(Beginning of Material shown)

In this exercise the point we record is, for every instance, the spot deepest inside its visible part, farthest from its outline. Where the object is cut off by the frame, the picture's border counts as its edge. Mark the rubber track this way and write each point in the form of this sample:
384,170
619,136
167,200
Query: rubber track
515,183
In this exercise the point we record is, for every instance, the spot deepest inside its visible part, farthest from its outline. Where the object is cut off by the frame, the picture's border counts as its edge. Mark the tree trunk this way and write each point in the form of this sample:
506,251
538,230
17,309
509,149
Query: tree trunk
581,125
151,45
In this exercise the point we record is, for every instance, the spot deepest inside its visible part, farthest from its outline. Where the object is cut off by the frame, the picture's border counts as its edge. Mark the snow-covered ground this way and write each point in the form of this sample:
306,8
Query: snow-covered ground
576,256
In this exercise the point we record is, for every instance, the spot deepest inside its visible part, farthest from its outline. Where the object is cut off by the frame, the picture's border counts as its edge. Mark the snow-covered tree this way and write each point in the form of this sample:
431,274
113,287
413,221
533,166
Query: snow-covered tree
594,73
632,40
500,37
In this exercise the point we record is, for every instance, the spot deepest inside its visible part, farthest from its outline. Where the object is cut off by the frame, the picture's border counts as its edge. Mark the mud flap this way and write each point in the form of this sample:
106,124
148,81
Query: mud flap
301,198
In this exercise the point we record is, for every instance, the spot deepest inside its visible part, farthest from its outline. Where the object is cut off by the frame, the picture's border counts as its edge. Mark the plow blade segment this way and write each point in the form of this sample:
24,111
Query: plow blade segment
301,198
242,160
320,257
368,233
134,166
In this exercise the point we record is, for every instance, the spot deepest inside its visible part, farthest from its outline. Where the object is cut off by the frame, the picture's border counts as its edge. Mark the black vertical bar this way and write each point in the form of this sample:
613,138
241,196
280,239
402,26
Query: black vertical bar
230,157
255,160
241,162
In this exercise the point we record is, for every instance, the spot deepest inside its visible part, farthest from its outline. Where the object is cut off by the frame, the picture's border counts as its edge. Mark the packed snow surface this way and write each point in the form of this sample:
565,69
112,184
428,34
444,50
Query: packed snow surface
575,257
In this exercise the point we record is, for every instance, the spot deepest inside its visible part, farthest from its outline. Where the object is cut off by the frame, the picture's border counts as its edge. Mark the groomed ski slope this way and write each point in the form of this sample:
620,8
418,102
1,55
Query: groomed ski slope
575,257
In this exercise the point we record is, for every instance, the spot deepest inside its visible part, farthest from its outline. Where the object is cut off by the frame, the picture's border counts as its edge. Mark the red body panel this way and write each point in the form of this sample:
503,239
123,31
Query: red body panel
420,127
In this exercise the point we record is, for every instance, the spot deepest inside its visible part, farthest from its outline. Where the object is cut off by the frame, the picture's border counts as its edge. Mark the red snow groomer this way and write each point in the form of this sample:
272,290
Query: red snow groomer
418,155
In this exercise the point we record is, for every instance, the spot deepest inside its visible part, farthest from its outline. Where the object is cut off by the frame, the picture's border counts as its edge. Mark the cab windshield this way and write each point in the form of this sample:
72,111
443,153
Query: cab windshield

(End of Material shown)

Could the entire listing be reproduced without any alteration?

In this exercise the point we record is, for every instance, the spot deepest inside its visible part, farthest from its outline. Where the object is cut off by the frame, the picture's border counts as its edge. Mark the rubber track this way and write each point in the form of this sample:
384,170
619,136
167,200
Query: rubber track
515,183
In this exercise the point we record is, for every instance, the spot deepest inside its visible part, farthest from its outline. Where the object is cut off by the frame, the picture's border counts as its edge. Mark the tree trunk this way and write each point in the form of this sample:
506,251
538,230
17,309
509,149
Query: tree trunk
581,125
151,45
In this exercise the point we record is, for every instance, the spot deepest inside its visible part, farthest from its outline. Where the object is cut off by the frame, the picture's border counts as its edge. Mark the snow-covered ground this way and write each point in the form of this sample:
306,8
Query: snow-covered ground
576,256
In this exercise the point we record is, for every instance, the spot deepest inside its visible part, farthest from its outline. Where the object is cut off by the frame, the picture's border counts as its edge. Mark the snow-covered tree this way and write each point in the form of this sample:
431,274
113,287
413,221
533,166
Query: snow-covered tree
594,73
632,40
500,37
In this exercise the point we record is, for every instance, the spot deepest inside its visible part, farthest from its outline. Where the object is cut off by the frame, the picture's border counts as its edge. Mark the mud flap this way and write each point in the form of this sample:
106,124
148,81
Query: mud flap
301,198
In this exercise the point we record is, for every instance, the spot deepest inside its visible part, farthest from its outline. Where the object is cut off by the frame, the picture's border counts as its edge. Mark the plow blade segment this way and write each point in the form of this sample:
24,111
Query: plow blade segment
301,198
242,160
320,257
368,233
134,166
In this exercise the point we record is, for every instance, the spot deepest inside its visible part, farthest from its outline. Where the object is cut off by the frame, the picture's border counts as its edge. Mark the black vertical bar this way and write each point in the form of this sample:
613,138
241,196
280,239
402,26
Query: black vertical bar
230,157
255,160
241,162
In this exercise the point we record is, for every instance, the spot deepest inside its visible part, farthest from its outline. Where the object is cut off by the frame, the picture's border counts as its edge. Mark the packed snow surface this way and write each point in the form of this sample:
565,69
112,184
428,34
444,50
Query: packed snow surface
575,257
In this exercise the point we record is, for every instance, the spot deepest inside its visible part, farthest from its outline. Where the object is cut off by the frame, the picture's border counts as its edge. Mark the groomed ski slope this way and write each point in the form of this sample:
620,8
418,102
1,55
Query: groomed ski slope
575,257
In this exercise the point we record is, for every instance, the spot deepest inside its visible part, farthest from its outline. Where the object is cut off by the frame, the picture's border counts as its edge. Mark the red body panel this way and write each point in the form of this sample:
503,239
123,31
Query: red body panel
420,127
In this exercise the point we record is, for every instance, the spot deepest inside its visible part, farthest from its outline. Where the object is cut off by the frame, the picture's border counts as its edge. Mark the red snow groomer this way and write each point in the form of this sample:
272,290
Query: red snow groomer
418,155
In this exercise the point we record is, for every instance, the spot deepest inside its visible part, farthest from its outline. Where the object is cut off by the frame, the picture's border counts as its edge. Mark the cab windshield this way and write each point in the form of this sample:
72,111
443,153
Query: cab windshield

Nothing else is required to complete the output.